ASSIGNMENT A ::
Copy the portion of the article on the CUL-4 gene that begins with the words containing "Using the tiny" and ends with "initiation of DNA replication.".
ASSIGNMENT B ::
Answer these questions using the article on the CUL-4 gene:
(i) At which university do the cell biologists work?
(ii) In which journal was the research published?
(iii) Which protein's degradation does CUL-4 promote?
ASSIGNMENT C ::
Write the next part of the article on the CUL-4 gene, continuing from its last sentence.

ATHENS, Ga. – A team of cell biologists at the University of Georgia, led by Edward Kipreos, has discovered a gene that maintains genome stability by controlling the level of DNA replication.
The discovery, while still at the level of basic science, could have important implications in future studies of the genome instability present in cancer cells, and in particular, the gene- amplification “events” that often trigger cancer.
“The replication of DNA is strictly regulated to occur only once per cell cycle,” said Kipreos. “We found that the loss of a gene named CUL-4 completely abolishes this regulation. In cells lacking CUL-4, the replication of DNA is continuously re-initiated during the same cell cycle to produce cells with greatly expanded levels of genomic DNA.”
The research was published today in the journal Nature and was supported by a grant from the National Institutes of Health. Co-authors of the paper are graduate students Weiwei Zhong and Hui Feng, and technician Fernando Santiago, all of the Kipreos lab.
Using the tiny worm called Caenorhabditis elegans (the common nematode found in soils all over the world) as a model organism, the team found that CUL-4 controls proper DNA replication by promoting the degradation of a protein called CDT-1 that is required for the initiation of DNA replication.

Region pointing data ::

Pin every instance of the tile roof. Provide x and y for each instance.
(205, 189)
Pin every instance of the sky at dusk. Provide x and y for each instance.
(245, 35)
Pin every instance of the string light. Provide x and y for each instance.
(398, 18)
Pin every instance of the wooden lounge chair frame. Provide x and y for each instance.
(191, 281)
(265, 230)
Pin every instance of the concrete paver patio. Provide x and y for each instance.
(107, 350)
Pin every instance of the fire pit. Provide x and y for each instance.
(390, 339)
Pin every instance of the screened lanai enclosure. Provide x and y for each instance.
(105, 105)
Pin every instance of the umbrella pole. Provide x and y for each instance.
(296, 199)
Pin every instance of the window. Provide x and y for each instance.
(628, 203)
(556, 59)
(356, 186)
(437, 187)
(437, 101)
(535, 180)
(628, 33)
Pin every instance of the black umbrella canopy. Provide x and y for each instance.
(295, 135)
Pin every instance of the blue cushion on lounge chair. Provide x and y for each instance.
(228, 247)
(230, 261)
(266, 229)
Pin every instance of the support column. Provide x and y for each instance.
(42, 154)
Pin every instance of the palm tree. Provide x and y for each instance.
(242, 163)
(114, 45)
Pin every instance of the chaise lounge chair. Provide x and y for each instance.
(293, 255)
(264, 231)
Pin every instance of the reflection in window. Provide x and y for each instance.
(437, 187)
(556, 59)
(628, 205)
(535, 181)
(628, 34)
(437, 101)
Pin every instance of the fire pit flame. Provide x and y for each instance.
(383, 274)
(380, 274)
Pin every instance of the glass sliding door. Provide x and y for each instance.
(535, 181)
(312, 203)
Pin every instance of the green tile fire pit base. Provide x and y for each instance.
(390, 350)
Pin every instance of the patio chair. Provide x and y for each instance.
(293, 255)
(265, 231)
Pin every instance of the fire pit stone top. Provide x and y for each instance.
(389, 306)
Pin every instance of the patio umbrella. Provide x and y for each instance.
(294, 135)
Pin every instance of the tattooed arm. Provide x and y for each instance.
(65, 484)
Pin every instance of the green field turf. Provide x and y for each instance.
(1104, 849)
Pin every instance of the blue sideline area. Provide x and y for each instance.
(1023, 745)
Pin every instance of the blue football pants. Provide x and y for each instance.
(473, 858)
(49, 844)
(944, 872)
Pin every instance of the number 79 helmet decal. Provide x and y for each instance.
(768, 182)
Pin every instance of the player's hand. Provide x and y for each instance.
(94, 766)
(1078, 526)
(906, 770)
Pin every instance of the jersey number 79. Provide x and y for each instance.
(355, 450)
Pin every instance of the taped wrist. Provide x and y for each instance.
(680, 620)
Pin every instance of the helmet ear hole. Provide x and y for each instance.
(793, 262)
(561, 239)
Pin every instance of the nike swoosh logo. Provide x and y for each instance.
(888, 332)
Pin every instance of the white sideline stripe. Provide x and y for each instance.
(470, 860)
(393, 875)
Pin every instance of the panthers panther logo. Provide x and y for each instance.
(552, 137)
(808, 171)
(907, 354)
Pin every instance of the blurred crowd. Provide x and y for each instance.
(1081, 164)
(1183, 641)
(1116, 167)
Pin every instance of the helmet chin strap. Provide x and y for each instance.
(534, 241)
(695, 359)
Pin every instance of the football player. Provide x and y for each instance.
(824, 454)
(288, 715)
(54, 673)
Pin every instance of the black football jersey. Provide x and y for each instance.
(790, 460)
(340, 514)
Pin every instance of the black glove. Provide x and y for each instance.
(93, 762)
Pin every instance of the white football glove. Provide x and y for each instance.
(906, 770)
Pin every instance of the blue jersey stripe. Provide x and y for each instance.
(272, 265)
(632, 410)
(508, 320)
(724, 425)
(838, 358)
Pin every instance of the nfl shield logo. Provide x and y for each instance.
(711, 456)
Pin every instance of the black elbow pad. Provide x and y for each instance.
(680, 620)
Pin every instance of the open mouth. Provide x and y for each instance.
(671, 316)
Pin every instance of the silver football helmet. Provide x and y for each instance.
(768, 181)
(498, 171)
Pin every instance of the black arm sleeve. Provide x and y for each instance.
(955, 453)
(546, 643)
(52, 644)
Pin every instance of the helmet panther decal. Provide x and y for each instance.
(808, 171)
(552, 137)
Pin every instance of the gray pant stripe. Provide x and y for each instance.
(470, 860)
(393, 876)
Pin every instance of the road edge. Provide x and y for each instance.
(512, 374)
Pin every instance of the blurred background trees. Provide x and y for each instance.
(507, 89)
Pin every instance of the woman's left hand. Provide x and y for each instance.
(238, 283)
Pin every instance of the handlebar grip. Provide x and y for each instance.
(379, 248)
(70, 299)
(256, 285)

EXPECTED ANSWER A ::
Using the tiny worm called Caenorhabditis elegans (the common nematode found in soils all over the world) as a model organism, the team found that CUL-4 controls proper DNA replication by promoting the degradation of a protein called CDT-1 that is required for the initiation of DNA replication.

EXPECTED ANSWER B ::
(i) The University of Georgia
(ii) Nature
(iii) CDT-1

EXPECTED ANSWER C ::
There are five genes in the cullin family, CUL-1 through CUL-5, and they are involved in the degradation of other cellular proteins. They have been known for less than a decade, but scientists do know that the over-expression of the CUL-4 gene in humans plays a role in both breast and liver cancers, so knowledge of how CUL-4 controls DNA replication could open new areas of investigation for cancer researchers.
The current study expands on research from other scientists, including work from the Imperial Cancer Research Fund published in September 2001 in The EMBO Journal. Using yeast as a model organism, a team led by Nobel laureate Paul Nurse found that the limited expression of two “DNA replication licensing proteins,” CDT-1 and CDC-18, is crucial to ensure a single cycle of DNA replication.
Work by the Kipreos lab published today in Nature shows that CUL-4 controls the CDT-1 replication licensing protein by removing it from cells that are duplicating their DNA. When CDT-1 is not degraded in replicating cells, its presence causes the re-initiation of DNA replication.
The University of Georgia team used a technique called RNA-mediated interference (RNAi) to probe the function of CUL-4. The basis of the technique involves injecting double-stranded RNA (dsRNA) into an organism, thereby inactivating the gene corresponding to the dsRNA. In this way, the researchers inactivated CUL-4 and were able to study cell division in its absence.
What they discovered was a dramatic increase in the size of “blast” cells, which are cells that proliferate in the developing C. elegans larvae.
“We measured the amount of genomic DNA in the enlarged blast cells and we were amazed at the extent of the genomic DNA expansion, which can be up to 50 times the level of normal cells,” said Kipreos.
The researchers knew that three mechanisms could be generating the dramatic increase in genomic DNA levels. These mechanisms include failed mitosis; endoreplication, in which cells bypass cell division and enter the next cell cycle with doubled DNA; and re-replication, in which cells remain “stuck” in one cell cycle phase and continuously re-initiate DNA replication.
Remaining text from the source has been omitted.